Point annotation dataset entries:

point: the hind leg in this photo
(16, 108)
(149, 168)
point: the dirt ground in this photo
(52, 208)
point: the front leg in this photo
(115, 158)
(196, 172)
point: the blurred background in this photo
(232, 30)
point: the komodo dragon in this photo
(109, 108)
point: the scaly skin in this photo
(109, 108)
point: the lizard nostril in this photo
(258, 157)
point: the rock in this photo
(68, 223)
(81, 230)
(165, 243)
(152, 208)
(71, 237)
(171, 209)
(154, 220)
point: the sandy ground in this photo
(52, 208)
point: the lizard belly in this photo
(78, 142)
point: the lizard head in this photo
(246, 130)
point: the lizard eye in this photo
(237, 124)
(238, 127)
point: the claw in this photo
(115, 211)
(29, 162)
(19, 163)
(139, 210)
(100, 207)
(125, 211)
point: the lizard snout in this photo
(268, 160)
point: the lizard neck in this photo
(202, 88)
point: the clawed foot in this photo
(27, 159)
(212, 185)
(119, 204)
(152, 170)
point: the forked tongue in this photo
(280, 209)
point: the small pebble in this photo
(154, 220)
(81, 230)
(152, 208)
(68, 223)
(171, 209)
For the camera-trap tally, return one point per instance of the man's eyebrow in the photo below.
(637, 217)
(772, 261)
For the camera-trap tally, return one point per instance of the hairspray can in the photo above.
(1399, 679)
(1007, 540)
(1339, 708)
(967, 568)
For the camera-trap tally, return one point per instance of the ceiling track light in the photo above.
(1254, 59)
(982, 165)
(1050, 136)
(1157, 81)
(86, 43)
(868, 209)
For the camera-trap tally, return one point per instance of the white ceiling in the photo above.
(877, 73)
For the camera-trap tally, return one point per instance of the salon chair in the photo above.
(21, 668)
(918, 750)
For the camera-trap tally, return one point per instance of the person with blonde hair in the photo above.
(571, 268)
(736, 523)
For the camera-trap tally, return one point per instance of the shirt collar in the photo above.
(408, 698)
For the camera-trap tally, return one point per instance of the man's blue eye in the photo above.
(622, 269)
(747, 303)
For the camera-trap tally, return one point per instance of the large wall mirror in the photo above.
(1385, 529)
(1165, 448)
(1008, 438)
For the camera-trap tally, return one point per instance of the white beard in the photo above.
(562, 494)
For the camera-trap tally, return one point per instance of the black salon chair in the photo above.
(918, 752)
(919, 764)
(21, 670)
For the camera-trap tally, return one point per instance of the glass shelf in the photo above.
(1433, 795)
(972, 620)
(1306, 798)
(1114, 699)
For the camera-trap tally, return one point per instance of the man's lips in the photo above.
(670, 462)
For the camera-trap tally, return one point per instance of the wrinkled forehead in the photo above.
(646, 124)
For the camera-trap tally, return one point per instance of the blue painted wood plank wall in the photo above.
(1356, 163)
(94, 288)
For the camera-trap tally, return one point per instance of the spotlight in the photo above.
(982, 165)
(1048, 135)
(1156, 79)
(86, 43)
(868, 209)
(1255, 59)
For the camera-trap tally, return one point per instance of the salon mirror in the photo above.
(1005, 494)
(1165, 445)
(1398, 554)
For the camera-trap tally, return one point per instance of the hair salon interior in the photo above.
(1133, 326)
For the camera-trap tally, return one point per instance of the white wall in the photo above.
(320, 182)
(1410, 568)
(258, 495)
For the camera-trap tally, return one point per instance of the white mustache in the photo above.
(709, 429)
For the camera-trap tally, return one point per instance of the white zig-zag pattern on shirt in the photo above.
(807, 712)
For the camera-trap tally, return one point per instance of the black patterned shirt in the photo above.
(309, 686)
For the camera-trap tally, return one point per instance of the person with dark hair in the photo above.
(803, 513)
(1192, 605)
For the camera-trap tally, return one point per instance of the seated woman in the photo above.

(Do this) Reproduce all of the entries above, renaming every occurrence of "camera-trap tally" to "wildlife survey count". Leave everything else unchanged.

(Answer below)
point: the hind leg in this photo
(16, 108)
(149, 168)
point: the dirt ground in this photo
(52, 208)
point: the front leg in this photo
(115, 158)
(196, 172)
point: the blurred background in this photo
(232, 30)
point: the komodo dragon in this photo
(109, 108)
point: the scaly skin in this photo
(109, 108)
point: the lizard nostril in this photo
(258, 157)
point: the rock in this photo
(68, 223)
(81, 230)
(165, 243)
(152, 208)
(71, 237)
(171, 209)
(154, 220)
point: the sandy ground in this photo
(52, 208)
point: the lizard belly in this photo
(78, 142)
point: the lizard head in this photo
(246, 130)
point: the lizard eye in this photo
(237, 124)
(238, 127)
point: the claw in this photo
(115, 211)
(29, 162)
(19, 163)
(139, 210)
(100, 207)
(125, 211)
point: the lizard snout in this photo
(268, 160)
point: the lizard neck in this photo
(202, 88)
point: the clawed foot in this photo
(27, 159)
(212, 185)
(119, 204)
(152, 170)
point: the forked tongue in this photo
(280, 209)
point: the small pebble in this photo
(154, 220)
(81, 230)
(152, 208)
(68, 223)
(171, 209)
For the wildlife survey count, return one point per instance of the man's eyebrow in the photo below.
(637, 217)
(772, 261)
For the wildlife survey count, return one point per instance of the hairspray can in the photo above.
(1399, 679)
(1007, 540)
(1339, 708)
(967, 568)
For the wildlife survey count, return one point per instance of the ceiling track light in the photo above.
(1254, 59)
(982, 165)
(1050, 136)
(1157, 81)
(86, 43)
(868, 209)
For the wildlife survey count, return one point per instance of the white ceiling in the photo above.
(877, 73)
For the wildlife survey count, return one point per instance of the salon chair in the photo above.
(21, 668)
(918, 750)
For the wildlife survey count, return one point per instance of the person with blonde hair in the photo above.
(571, 268)
(736, 523)
For the wildlife survey count, return one point per instance of the shirt collar in the photo above.
(408, 698)
For the wildlife survey count, return one point per instance of the man's blue eye in the photo above.
(622, 269)
(747, 303)
For the wildlife survey count, return one point per instance of the large wall mirror in the photo above.
(1385, 529)
(1165, 448)
(1008, 438)
For the wildlife survey count, return one point per instance of the white beard in the photo above.
(562, 494)
For the wildlife survey count, return one point per instance of the black salon chair in the photo above.
(918, 752)
(919, 764)
(21, 670)
For the wildlife survey count, return one point per instance of the glass shelf in the photo above.
(1433, 795)
(972, 620)
(1306, 798)
(1114, 699)
For the wildlife survey count, return one point per instance of the man's lips in the photo above.
(670, 462)
For the wildlife survey count, return one point per instance of the wrinkled forehead in the photo above.
(646, 124)
For the wildlife survey count, return one point per instance of the blue painted wood plank wall in the photo above.
(1356, 163)
(94, 288)
For the wildlife survey count, return one point per instance of the spotlight in the photo above.
(982, 165)
(1048, 135)
(1156, 79)
(86, 43)
(868, 209)
(1255, 59)
For the wildlife survey count, return one point per instance of the salon mirror in the photo above.
(1005, 494)
(1165, 445)
(1398, 554)
For the wildlife survey count, return one point per instance of the hair salon interior in the photo above.
(1133, 326)
For the wildlife survey count, return one point per instance of the white wall in the photo above.
(320, 182)
(1410, 568)
(258, 495)
For the wildlife survey count, return one point per instance of the white mustache in the photo above.
(709, 429)
For the wildlife survey count, return one point per instance of the white zig-zag pattern on shirt in the photo above.
(807, 712)
For the wildlife survey count, return one point per instance of the black patterned shirt in the photo above.
(309, 686)
For the wildlife survey count, return one point per instance of the person with dark hair in the photo above.
(803, 513)
(1192, 605)
For the wildlife survey count, return one point per instance of the seated woman in the photo above.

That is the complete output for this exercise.